Written task:
Copy out the rows from the line with "Each instance receives a single keypoint. Tag the pendant" to the line with "Each instance receives a single keypoint. Tag the white window", both included and the requests kept. Multiply every point coordinate in the answers by 2 and round the results to whole numbers, with halves rounded up.

(Object point labels)
* Begin *

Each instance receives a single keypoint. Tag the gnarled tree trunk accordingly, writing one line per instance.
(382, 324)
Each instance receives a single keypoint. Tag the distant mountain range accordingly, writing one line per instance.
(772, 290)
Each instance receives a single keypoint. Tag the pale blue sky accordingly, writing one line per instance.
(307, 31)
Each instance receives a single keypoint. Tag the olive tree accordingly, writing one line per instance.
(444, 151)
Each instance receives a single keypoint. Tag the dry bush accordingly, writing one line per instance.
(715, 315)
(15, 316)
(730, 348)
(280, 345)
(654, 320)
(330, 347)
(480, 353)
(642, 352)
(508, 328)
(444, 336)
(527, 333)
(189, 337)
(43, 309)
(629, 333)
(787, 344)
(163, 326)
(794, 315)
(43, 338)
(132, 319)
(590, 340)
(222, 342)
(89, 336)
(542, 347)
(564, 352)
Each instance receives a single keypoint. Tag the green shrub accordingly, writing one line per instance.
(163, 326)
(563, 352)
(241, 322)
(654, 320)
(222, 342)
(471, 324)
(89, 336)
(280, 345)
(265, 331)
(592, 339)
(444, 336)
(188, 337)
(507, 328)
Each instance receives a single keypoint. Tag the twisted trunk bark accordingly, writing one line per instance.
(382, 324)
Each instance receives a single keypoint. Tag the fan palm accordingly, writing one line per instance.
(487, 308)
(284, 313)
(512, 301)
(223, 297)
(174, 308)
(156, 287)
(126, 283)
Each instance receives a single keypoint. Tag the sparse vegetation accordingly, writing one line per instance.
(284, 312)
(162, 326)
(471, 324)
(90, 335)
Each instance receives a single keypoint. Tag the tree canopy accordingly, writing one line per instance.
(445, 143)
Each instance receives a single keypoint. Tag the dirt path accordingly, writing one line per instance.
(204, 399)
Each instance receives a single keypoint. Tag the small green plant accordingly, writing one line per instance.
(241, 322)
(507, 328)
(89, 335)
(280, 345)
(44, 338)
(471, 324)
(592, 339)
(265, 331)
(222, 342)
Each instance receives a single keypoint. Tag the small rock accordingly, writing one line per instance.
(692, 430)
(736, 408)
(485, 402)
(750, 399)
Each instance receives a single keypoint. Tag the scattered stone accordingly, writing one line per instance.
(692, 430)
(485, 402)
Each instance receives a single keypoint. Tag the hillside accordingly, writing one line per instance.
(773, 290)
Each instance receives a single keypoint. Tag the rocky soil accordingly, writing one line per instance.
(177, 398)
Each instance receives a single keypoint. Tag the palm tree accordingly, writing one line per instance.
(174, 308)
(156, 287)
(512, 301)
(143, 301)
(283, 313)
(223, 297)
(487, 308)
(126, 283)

* End *
* Begin *

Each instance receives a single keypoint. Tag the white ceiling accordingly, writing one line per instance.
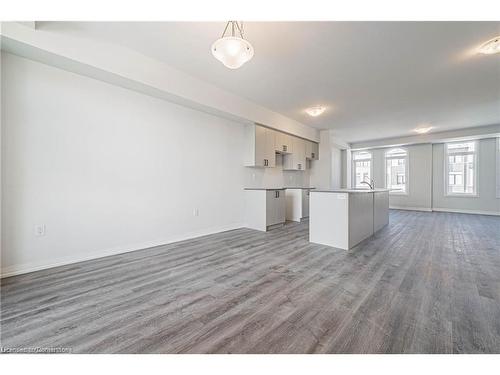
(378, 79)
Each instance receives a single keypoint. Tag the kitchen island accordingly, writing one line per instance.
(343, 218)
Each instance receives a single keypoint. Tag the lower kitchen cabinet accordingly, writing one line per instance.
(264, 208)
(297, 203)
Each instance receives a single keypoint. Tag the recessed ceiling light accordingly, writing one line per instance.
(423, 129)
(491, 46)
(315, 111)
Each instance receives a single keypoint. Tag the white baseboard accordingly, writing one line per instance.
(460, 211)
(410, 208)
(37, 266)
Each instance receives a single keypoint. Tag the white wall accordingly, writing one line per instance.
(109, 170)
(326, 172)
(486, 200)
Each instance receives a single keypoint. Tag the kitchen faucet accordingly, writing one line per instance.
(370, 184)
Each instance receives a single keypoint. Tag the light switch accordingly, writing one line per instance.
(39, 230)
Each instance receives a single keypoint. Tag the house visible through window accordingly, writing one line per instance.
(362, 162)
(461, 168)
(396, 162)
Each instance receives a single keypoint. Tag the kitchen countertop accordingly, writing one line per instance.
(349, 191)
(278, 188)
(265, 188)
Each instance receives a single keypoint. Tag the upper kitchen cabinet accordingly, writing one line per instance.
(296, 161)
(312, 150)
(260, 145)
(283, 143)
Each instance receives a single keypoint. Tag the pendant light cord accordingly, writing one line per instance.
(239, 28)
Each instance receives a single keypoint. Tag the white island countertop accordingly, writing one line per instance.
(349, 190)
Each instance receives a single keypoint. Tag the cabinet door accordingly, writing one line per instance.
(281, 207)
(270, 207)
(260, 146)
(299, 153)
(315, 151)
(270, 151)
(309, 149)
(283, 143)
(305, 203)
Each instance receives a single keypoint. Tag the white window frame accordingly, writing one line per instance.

* End *

Exercise result:
Each instance receives a single keypoint. Tag the pendant light cord accordingly, writing one line per instance.
(478, 56)
Each instance receives a single keypoint. Tag the white island countertop accordingly, writing one line per instance.
(698, 380)
Each instance receives a single keypoint. Tag the cabinet door accordingly, writing one line per instance.
(562, 414)
(540, 414)
(520, 292)
(598, 306)
(630, 302)
(540, 302)
(618, 298)
(566, 286)
(610, 406)
Each instance receives a single keypoint. Tag the white window frame accordingly, writing one line per instance.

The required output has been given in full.